REQUEST 1: According to the thread about the Quebec Relevé-18, in which Studio Tax box do you enter your ACB?

# Quebec Relevé-18



## tekcap

Hello,

I'm having trouble filling in the Relevé-18 section in Studio Tax.

Here is an image of the Relevé-18 http://golabo.com/new/wp-content/uploads/Relevé-18-mod.jpg

Here is the boxes I need to fill in Studio Tax http://golabo.com/new/wp-content/uploads/stax18.jpg

Could someone help me with this please? I got a T3 and a Relevé-16 as well, but those were easy to fill in.


----------



## OptsyEagle

Your T5008 has box numbers at the top of each column. Just put in the values or security identifications for boxes 14,16,17,20,& 21 in the corresponding Studio Tax boxes. You have 11 funds on the T5008 so enter everything for the 1st fund on RL(18)1 and the next fund in RL(18)2, etc. Where you see the persons finger pointing click on the arrow to the right and you will get an RL(18)3 and click it again and you will get an RL(18)4, etc until you have entered all 11 funds.

A little tedious but that is how you do it. 

I have a T5008 slip that added up every column at the bottom, so I just entered the totals for boxes 20 and 21 and called the job done. I send in a paper return so they will have the T5008 if they want clarification for each transaction. You could do the same but would need to add up those two columns (box 20 and box 21).


----------



## scorpion_ca

This will be the first time I will have to submit T5008 and I will be using Studio Tax. I am glad to know that I will have to fill in based on securities in T5008. How does this affect ACB? If I just fill in based on T5008, Why I need to calculate ACB? I have used http://adjustedcostbase.ca/ to calculate ACB and where do I fill in those ACB info?


----------



## OptsyEagle

I am not sure exactly what you are asking. You enter your ACB in box 20 of Studio Tax. The T5008 should give you a value for Box 20 but it may or may not be correct. If it is correct then use it. If your records indicate differently, you are allowed to adjust it. I think it says something to that effect on the T5008.


----------



## scorpion_ca

I am with TDW and using Studio tax to file my income tax return...when I ran the auto-fill feature last Tuesday, it didn't have any T5008 but today when I ran it again, I have received T5008 thru auto-fill feature for some of the securities. Box 20 is left blank that gave me almost heart attack when I saw that I will have to pay $3.5k to CRA whereas I was expecting a refund for $6k. In my cash account, I have ZPR, VCN and TDB8150 (HISA). 

ZPR - Purchased once but didn't sell any. Therefore, no proceeds.
VCN - Purchased three times but didn't sell any. Therefore, no proceeds.
TDB8150 (HISA) - Purchased TDB8150 multiple times last year but sold it only four times. TDW reported to CRA about the TDB8150 fund based on four proceeds but did not report for ZPR and VCN. Now here are my questions -

1) Can I report to CRA based on total costs and proceeds of each security instead of each proceeds?
2) TDW reported based on proceeds for same security. If I overwrite it in Studio Tax and submit my return based on total costs and proceeds of each security, will there be any issue?

RECORDS FOR PROCESSING:

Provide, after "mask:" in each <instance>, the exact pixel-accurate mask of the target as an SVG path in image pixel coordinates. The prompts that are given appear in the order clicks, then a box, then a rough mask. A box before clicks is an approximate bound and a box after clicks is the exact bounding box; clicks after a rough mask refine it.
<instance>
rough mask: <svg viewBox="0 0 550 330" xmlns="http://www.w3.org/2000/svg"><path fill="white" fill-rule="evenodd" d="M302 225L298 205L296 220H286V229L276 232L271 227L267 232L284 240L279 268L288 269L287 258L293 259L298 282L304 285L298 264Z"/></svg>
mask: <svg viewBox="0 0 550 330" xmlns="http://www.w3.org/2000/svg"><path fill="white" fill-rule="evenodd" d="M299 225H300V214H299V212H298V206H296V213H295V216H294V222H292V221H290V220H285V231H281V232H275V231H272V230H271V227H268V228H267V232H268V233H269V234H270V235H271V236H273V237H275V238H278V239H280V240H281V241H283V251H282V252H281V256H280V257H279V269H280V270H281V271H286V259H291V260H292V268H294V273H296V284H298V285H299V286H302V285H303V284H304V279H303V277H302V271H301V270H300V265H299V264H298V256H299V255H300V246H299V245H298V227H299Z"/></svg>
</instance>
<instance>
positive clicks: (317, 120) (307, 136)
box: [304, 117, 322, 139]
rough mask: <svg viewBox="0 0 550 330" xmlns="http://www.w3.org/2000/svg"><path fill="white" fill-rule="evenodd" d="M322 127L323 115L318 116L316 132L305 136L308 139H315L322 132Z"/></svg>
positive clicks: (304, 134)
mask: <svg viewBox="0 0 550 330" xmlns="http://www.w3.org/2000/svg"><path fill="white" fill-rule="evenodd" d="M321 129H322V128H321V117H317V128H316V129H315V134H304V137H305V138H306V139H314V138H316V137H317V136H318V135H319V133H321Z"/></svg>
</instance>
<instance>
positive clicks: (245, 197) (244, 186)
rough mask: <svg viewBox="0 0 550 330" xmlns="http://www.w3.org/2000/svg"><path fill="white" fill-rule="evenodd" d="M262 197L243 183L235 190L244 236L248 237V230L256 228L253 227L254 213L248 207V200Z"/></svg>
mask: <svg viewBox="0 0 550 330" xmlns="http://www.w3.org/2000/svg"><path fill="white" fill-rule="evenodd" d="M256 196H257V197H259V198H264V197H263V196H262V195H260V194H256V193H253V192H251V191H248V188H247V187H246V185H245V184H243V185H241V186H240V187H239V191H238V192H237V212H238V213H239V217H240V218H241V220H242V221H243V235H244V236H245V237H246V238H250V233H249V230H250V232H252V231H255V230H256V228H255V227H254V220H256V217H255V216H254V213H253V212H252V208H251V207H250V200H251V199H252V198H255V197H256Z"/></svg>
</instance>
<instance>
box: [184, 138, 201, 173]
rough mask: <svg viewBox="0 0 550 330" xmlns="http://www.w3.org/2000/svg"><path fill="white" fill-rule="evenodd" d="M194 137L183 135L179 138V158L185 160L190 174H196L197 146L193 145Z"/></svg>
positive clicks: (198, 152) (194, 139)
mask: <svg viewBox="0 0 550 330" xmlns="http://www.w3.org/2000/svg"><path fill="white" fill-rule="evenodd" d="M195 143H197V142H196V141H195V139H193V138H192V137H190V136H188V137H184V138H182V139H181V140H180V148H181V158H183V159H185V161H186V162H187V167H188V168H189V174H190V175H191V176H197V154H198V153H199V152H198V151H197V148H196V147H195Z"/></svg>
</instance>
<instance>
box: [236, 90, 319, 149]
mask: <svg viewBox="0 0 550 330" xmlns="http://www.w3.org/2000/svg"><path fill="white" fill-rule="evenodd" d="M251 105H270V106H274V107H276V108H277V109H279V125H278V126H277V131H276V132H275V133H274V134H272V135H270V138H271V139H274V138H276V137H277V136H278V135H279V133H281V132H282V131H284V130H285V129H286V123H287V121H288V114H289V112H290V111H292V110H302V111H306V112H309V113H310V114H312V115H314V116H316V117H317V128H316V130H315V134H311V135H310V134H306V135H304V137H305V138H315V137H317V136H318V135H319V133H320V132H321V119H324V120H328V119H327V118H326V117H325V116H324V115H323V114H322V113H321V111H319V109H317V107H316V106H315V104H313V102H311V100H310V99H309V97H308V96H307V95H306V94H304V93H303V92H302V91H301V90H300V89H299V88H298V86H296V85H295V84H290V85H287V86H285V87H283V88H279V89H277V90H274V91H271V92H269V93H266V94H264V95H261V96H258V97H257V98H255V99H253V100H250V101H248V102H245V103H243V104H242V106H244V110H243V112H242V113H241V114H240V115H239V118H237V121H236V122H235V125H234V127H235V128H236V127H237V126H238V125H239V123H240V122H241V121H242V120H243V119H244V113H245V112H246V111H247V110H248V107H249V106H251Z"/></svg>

REQUEST 2: Write the listing as a JSON list of strings, one string per line and no blank lines, starting with its first line and going through the line that contains "box: [304, 117, 322, 139]".

WRITTEN RESPONSE 1: Box 20.

WRITTEN RESPONSE 2:
[
  "Provide, after \"mask:\" in each <instance>, the exact pixel-accurate mask of the target as an SVG path in image pixel coordinates. The prompts that are given appear in the order clicks, then a box, then a rough mask. A box before clicks is an approximate bound and a box after clicks is the exact bounding box; clicks after a rough mask refine it.",
  "<instance>",
  "rough mask: <svg viewBox=\"0 0 550 330\" xmlns=\"http://www.w3.org/2000/svg\"><path fill=\"white\" fill-rule=\"evenodd\" d=\"M302 225L298 205L296 220H286V229L276 232L271 227L267 232L284 240L279 268L288 269L287 258L293 259L298 282L304 285L298 264Z\"/></svg>",
  "mask: <svg viewBox=\"0 0 550 330\" xmlns=\"http://www.w3.org/2000/svg\"><path fill=\"white\" fill-rule=\"evenodd\" d=\"M299 225H300V214H299V212H298V206H296V213H295V216H294V222H292V221H290V220H285V231H281V232H275V231H272V230H271V227H268V228H267V232H268V233H269V234H270V235H271V236H273V237H275V238H278V239H280V240H281V241H283V251H282V252H281V256H280V257H279V269H280V270H281V271H286V259H291V260H292V268H294V273H296V284H298V285H299V286H302V285H303V284H304V279H303V277H302V271H301V270H300V265H299V264H298V256H299V255H300V246H299V245H298V227H299Z\"/></svg>",
  "</instance>",
  "<instance>",
  "positive clicks: (317, 120) (307, 136)",
  "box: [304, 117, 322, 139]"
]